ウィアードテイルズの1932年5月号にはロバート=E=ハワードの「墓からの悪魔」が載っているが、この作品に対するハワード自身の評価は必ずしも高くなかった。1932年4月に書いたラヴクラフト宛の手紙でハワードは次のように述べている。
僕の故郷に怪奇譚の雰囲気を帯びさせ、写実的な舞台を背景にして際立たせようと試みているところです。ウィアードテイルズの今月号に載っている「墓からの悪魔」は、その種の拙い試みでした。
「墓からの悪魔」を読んだラヴクラフトは5月7日付の手紙で返事をした。
WT誌の先月号に載った「墓からの悪魔」のことは殊に讃えねばなりますまい。これは傑作であり、通俗誌ではなかなか得られない真正の戦慄を私に味わわせてくれました。その緊迫感と雰囲気は見事なものです――陰鬱なる納骨堂の帳が全編を通じて垂れこめているかのようです。それとスミスの「ヨー=ヴォムビスの地下墓地」が先月号の白眉です。
C.A.スミスを超える怪奇作家はラヴクラフトしかいないとハワードは語ったことがあるが、尊敬するスミスの作品と自分の作品を並べてもらったことは彼にとって感激だったのだろう。1932年5月24日頃にハワードが書いたラヴクラフト宛の手紙からは、ラヴクラフトの暖かな言葉を嬉しく思う気持ちが伝わってくる。
◆ ◆ ◆
> **練習問題**:
**A)** 本文のうち、「僕の故郷に怪奇譚の雰囲気を帯」から「く思う気持ちが伝わってくる。」までの部分を一字も変えずに書き出してください。
**B)** 本文によると、ラヴクラフトが「墓からの悪魔」と並ぶ先月号の白眉として挙げたのは、誰のどの作品ですか。
**C)** 「墓からの悪魔」をめぐるハワードとラヴクラフトの手紙についての本文を、最後の文の後から書き継いでください。
◆ ◆ ◆
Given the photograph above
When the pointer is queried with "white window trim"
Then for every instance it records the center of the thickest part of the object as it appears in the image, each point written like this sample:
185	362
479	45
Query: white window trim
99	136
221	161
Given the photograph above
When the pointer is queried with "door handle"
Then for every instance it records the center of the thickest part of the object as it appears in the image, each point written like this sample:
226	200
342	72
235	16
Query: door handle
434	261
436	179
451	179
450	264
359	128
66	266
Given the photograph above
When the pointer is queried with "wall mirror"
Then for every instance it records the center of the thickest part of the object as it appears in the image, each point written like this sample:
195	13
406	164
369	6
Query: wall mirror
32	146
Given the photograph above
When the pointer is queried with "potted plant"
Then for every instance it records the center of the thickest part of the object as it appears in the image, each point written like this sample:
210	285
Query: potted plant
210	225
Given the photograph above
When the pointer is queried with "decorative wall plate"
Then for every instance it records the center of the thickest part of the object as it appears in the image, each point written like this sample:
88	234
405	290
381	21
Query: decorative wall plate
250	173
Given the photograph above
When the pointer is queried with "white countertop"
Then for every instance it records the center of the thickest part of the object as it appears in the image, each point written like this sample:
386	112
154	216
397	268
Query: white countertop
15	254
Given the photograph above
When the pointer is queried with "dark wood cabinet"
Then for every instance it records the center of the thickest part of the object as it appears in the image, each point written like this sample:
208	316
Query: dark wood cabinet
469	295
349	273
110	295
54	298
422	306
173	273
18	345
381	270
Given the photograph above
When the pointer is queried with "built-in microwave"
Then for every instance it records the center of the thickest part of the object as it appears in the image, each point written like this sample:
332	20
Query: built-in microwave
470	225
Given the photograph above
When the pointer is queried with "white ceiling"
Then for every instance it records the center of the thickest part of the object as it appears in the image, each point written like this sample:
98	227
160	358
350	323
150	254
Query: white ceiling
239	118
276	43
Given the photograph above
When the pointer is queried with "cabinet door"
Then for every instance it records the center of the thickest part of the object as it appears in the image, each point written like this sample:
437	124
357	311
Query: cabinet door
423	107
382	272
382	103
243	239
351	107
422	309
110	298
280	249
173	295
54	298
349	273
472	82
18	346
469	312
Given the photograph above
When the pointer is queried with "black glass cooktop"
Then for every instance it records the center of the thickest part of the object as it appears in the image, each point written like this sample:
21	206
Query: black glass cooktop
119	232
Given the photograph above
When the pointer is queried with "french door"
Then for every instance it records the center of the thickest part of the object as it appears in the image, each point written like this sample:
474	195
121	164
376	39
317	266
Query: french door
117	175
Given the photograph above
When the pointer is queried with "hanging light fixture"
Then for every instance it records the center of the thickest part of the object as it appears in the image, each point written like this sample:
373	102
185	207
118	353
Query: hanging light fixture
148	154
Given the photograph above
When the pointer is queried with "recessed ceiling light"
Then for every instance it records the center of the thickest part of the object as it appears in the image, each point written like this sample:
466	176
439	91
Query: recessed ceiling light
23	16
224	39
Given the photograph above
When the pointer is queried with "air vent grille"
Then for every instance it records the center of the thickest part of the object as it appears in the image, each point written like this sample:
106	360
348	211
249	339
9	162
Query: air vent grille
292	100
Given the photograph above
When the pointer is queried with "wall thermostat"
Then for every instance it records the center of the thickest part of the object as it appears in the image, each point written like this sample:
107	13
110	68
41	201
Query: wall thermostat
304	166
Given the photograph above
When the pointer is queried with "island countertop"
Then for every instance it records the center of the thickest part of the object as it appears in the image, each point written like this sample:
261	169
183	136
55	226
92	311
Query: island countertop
◆ ◆ ◆
> **解答**:
**A)**
僕の故郷に怪奇譚の雰囲気を帯びさせ、写実的な舞台を背景にして際立たせようと試みているところです。ウィアードテイルズの今月号に載っている「墓からの悪魔」は、その種の拙い試みでした。
「墓からの悪魔」を読んだラヴクラフトは5月7日付の手紙で返事をした。
WT誌の先月号に載った「墓からの悪魔」のことは殊に讃えねばなりますまい。これは傑作であり、通俗誌ではなかなか得られない真正の戦慄を私に味わわせてくれました。その緊迫感と雰囲気は見事なものです――陰鬱なる納骨堂の帳が全編を通じて垂れこめているかのようです。それとスミスの「ヨー=ヴォムビスの地下墓地」が先月号の白眉です。
C.A.スミスを超える怪奇作家はラヴクラフトしかいないとハワードは語ったことがあるが、尊敬するスミスの作品と自分の作品を並べてもらったことは彼にとって感激だったのだろう。1932年5月24日頃にハワードが書いたラヴクラフト宛の手紙からは、ラヴクラフトの暖かな言葉を嬉しく思う気持ちが伝わってくる。

**B)** スミスの「ヨー=ヴォムビスの地下墓地」です。

**C)**
「闇の種族」と「墓からの悪魔」をお褒めいただき、ありがとうございます。「墓からの悪魔」についての御高評にはとりわけ力づけられます。あの作品はベイツに突っ返されてしまいましたし、あまり感心してくれない知り合いもいたものですから、完全な失敗作に違いないと思っていました。でもラヴクラフトさんの言葉を読んでいると、また自信が湧いてきます。クックさんとマンさんにも、心からありがとうと伝えておいてください。
その翌年、ラヴクラフトの作品集をパトナム社から刊行するという計画が頓挫した。落胆しているラヴクラフトを今度はスミスが激励し、あなたの作品は50年後もきっと残ると熱い口調で語っている(参照)。友達というのは、いいものだ。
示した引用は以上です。